# The Great Wall



## Rich (Feb 22, 2007)

Another movie I didn't think I'd like. I only watched it because I've never seen a "bad" Matt Damon movie. I read the reviews, I saw it didn't do well in the box office. After the first few minutes I was ready to give up. I couldn't figure out which unshaven, filthy actor was Damon. They all were filthy and unshaven. What a mess.

What a mistake I would have made. The movie was simply beautiful. I really enjoyed it. Really entertaining (what else is there to go by if not the entertainment thing?) and just well made. Yeah it got a bit odd in the beginning, but it was just good, I think.

Rich


----------



## inkahauts (Nov 13, 2006)

One of the better Chinese style films I have seen. They do a lot of work on the artistry of their fight and battle scenes. It entertained me as well.


----------



## Rich (Feb 22, 2007)

inkahauts said:


> One of the better Chinese style films I have seen. They do a lot of work on the artistry of their fight and battle scenes. It entertained me as well.


After reading the reviews...well, I can't believe how much I liked it.

Rich


----------



## spartanstew (Nov 16, 2005)

One of the worst movies I've ever seen. If I wasn't watching with my 12 year old (who likes monsters and shiny objects), I would have walked out.


----------



## inkahauts (Nov 13, 2006)

spartanstew said:


> One of the worst movies I've ever seen. If I wasn't watching with my 12 year old (who likes monsters and shiny objects), I would have walked out.


If that's the worst movie you have ever seen, you are doing good. It's Oscar worthy compared to some awful things I have seen over the years...


----------



## Rich (Feb 22, 2007)

inkahauts said:


> If that's the worst movie you have ever seen, you are doing good. It's Oscar worthy compared to some awful things I have seen over the years...


I thought it was better than _La La Land_, perhaps the most disappointing movie I've seen in years. Right up there with _A Passage To India_, as far as disappointments go. I was ready to be disappointed with _The Great Wall_, all the reviews pointed towards a bad movie. I enjoyed it and I can't imagine why anyone would find fault with it. But...

Rich


----------

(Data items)
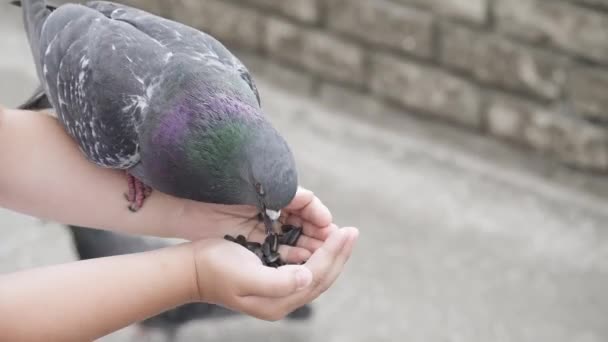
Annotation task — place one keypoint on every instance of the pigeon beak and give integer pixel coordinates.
(273, 214)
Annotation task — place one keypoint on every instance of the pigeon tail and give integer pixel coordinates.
(35, 13)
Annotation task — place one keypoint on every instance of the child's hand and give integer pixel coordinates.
(232, 276)
(202, 220)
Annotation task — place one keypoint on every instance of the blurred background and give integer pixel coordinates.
(467, 139)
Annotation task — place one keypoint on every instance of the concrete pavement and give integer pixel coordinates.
(462, 239)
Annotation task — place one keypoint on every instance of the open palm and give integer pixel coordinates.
(305, 210)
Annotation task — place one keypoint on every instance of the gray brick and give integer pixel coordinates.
(425, 89)
(498, 61)
(558, 23)
(553, 132)
(507, 117)
(303, 10)
(383, 23)
(595, 3)
(588, 90)
(317, 52)
(350, 101)
(229, 23)
(282, 76)
(471, 10)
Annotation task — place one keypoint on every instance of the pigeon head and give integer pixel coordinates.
(220, 150)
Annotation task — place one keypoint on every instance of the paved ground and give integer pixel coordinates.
(461, 239)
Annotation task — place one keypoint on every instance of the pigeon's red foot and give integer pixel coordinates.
(137, 194)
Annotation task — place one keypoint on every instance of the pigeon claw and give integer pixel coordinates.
(138, 192)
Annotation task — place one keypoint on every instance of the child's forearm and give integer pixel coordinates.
(85, 300)
(44, 174)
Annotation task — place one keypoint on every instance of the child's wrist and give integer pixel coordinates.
(181, 259)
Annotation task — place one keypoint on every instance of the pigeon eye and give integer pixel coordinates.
(259, 189)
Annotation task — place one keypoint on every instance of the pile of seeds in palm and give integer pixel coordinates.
(268, 251)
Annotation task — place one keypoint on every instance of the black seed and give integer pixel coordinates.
(259, 254)
(294, 235)
(253, 245)
(274, 245)
(274, 257)
(266, 248)
(287, 227)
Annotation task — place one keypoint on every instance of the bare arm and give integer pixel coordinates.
(85, 300)
(44, 174)
(82, 301)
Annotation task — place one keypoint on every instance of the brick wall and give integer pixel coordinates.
(532, 72)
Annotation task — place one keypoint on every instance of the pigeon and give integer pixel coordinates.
(166, 103)
(93, 243)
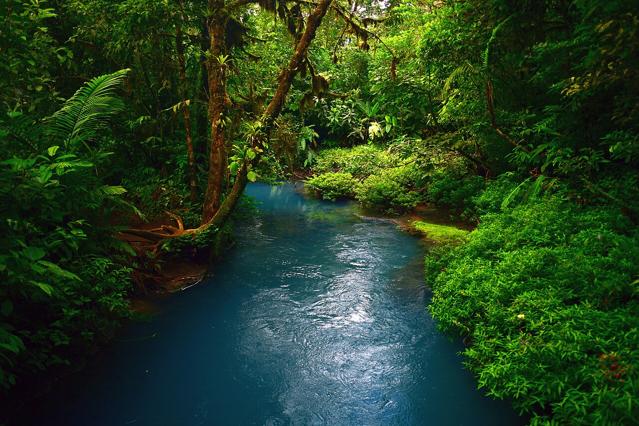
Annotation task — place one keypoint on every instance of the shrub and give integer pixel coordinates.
(440, 233)
(547, 294)
(453, 188)
(391, 189)
(332, 186)
(360, 161)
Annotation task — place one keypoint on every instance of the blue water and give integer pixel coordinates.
(317, 316)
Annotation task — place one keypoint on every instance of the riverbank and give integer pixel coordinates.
(315, 314)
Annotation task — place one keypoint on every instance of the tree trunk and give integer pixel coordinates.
(273, 110)
(186, 110)
(217, 97)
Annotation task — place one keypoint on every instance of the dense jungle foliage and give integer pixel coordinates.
(518, 116)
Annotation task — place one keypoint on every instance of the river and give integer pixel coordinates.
(317, 316)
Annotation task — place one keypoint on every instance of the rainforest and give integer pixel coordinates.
(319, 212)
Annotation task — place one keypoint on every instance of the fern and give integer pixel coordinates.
(87, 110)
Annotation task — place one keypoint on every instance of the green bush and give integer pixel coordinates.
(453, 188)
(332, 186)
(360, 161)
(391, 189)
(548, 296)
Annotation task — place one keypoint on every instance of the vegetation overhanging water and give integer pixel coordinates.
(316, 317)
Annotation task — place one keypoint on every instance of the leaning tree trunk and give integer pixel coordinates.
(217, 99)
(186, 110)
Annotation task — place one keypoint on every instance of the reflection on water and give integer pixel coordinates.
(316, 317)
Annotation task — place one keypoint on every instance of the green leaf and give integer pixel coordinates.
(113, 190)
(33, 253)
(56, 270)
(46, 288)
(234, 166)
(52, 150)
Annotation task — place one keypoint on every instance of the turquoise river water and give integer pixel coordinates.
(316, 317)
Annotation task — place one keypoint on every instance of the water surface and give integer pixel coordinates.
(317, 316)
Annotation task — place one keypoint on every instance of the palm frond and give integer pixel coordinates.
(88, 109)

### To be done
1. Answer these questions from the thread on The Great Wall.
(a) What reason does Rich give for watching the movie?
(b) Who was spartanstew watching the movie with?
(c) Which movie does Rich call perhaps the most disappointing he has seen in years?
2. Please print the passage of the thread on The Great Wall from "# The Great" to "What a mess.", word for word.

### Results of the exercise
1.
(a) He has never seen a "bad" Matt Damon movie.
(b) A 12 year old who likes monsters and shiny objects.
(c) _La La Land_.

2.
# The Great Wall



## Rich (Feb 22, 2007)

Another movie I didn't think I'd like. I only watched it because I've never seen a "bad" Matt Damon movie. I read the reviews, I saw it didn't do well in the box office. After the first few minutes I was ready to give up. I couldn't figure out which unshaven, filthy actor was Damon. They all were filthy and unshaven. What a mess.